In August 2024, US federal Judge Amit P Mehta ruled that Google broke antitrust law when it paid companies like Apple, Samsung, and Mozilla billions of dollars to automatically appear as the search engine in browsers and on smartphones. He ruled that Google's monopoly allowed it to inflate the prices for some search ads, bending the rules of competition.
To fix this issue, the government had suggested aggressive measures such as forcing Google to sell its Chrome web browser and share proprietary data with competitors. The prosecutors also wanted Google to stop paying Apple money to keep Google Search the default on its devices. Google had said some tweaks to its business practices would be enough.
Now, there has been some movement in this case. Let's answer some questions about this.
What did the judge decide?
After hearing witnesses from both sides, Judge Mehta amended his ruling. On September 2, Judge Mehta ruled that Google does not have to sell Chrome or Android, but the judge said that Google must do the following:
What is the deal with Apple?
The infamous Apple-Google deal works like this: Google pays Apple about $20 billion per year to make sure its search engine is set as the default for the Safari browser on iPhones, iPads, and Macs, plus Siri and other Apple services.

▸ **TASK PROMPT**:
Reproduce the passage from the article on the Google antitrust ruling, starting at "In August 2024, US" and ending at "rules of competition.".

▸ **EXTRACTED ENTRIES**:
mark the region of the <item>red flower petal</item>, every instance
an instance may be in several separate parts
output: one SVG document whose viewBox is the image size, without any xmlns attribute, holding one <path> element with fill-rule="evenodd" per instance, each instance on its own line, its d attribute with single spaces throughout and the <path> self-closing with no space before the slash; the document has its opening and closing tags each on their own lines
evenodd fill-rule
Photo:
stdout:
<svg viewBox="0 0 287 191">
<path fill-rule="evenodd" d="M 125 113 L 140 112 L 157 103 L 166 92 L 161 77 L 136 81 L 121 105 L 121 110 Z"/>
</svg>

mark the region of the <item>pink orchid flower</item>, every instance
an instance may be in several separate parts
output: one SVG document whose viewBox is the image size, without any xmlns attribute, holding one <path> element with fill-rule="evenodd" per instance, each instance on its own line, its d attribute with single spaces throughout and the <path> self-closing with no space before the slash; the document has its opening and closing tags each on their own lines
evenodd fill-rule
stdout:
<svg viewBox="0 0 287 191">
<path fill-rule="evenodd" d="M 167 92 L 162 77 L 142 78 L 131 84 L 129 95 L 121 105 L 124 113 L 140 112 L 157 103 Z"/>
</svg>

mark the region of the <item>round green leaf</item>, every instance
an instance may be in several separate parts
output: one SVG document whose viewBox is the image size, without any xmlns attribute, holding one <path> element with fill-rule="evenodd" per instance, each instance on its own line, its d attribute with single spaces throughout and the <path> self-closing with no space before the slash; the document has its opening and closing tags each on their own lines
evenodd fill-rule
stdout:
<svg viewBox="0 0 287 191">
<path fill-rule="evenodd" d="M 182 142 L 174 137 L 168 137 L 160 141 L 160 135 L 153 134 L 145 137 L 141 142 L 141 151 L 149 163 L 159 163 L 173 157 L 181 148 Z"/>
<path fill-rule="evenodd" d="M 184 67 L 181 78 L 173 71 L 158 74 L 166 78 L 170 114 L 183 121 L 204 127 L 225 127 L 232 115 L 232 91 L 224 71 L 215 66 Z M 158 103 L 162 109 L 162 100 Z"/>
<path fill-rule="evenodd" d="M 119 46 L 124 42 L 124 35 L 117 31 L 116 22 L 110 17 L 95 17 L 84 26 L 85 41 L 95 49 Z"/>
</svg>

▸ **OUTPUT OF THE EXERCISE**:
In August 2024, US federal Judge Amit P Mehta ruled that Google broke antitrust law when it paid companies like Apple, Samsung, and Mozilla billions of dollars to automatically appear as the search engine in browsers and on smartphones. He ruled that Google's monopoly allowed it to inflate the prices for some search ads, bending the rules of competition.